Determine how many lines in the material below contain the word "each", and give that number without comment.

▸ Entries shown:
══════════

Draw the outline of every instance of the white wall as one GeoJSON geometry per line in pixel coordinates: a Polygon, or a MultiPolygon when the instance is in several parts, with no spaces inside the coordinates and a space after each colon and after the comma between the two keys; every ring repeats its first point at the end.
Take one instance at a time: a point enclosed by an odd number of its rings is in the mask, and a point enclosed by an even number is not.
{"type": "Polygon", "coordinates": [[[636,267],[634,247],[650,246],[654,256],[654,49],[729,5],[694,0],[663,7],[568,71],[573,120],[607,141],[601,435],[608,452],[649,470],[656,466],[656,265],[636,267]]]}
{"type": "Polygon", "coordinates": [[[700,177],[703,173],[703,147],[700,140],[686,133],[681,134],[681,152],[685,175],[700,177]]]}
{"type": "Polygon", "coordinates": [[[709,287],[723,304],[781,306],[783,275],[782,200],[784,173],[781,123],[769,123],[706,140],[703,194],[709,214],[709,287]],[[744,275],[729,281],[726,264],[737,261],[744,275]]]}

══════════

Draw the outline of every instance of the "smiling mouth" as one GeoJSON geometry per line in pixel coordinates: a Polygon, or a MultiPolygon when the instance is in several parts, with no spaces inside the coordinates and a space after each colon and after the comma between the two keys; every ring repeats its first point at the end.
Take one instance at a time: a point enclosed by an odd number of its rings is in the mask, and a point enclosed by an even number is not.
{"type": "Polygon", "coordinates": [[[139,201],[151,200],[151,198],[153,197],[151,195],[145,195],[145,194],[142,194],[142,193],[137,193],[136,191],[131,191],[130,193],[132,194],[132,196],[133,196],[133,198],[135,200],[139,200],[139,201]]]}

══════════

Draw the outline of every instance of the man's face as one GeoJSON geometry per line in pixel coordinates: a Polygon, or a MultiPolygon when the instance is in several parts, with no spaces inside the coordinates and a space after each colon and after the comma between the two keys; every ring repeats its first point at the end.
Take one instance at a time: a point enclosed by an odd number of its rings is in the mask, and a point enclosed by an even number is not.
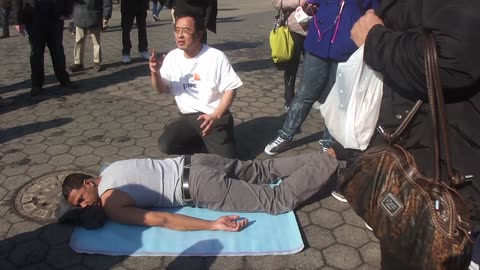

══════════

▸ Response: 3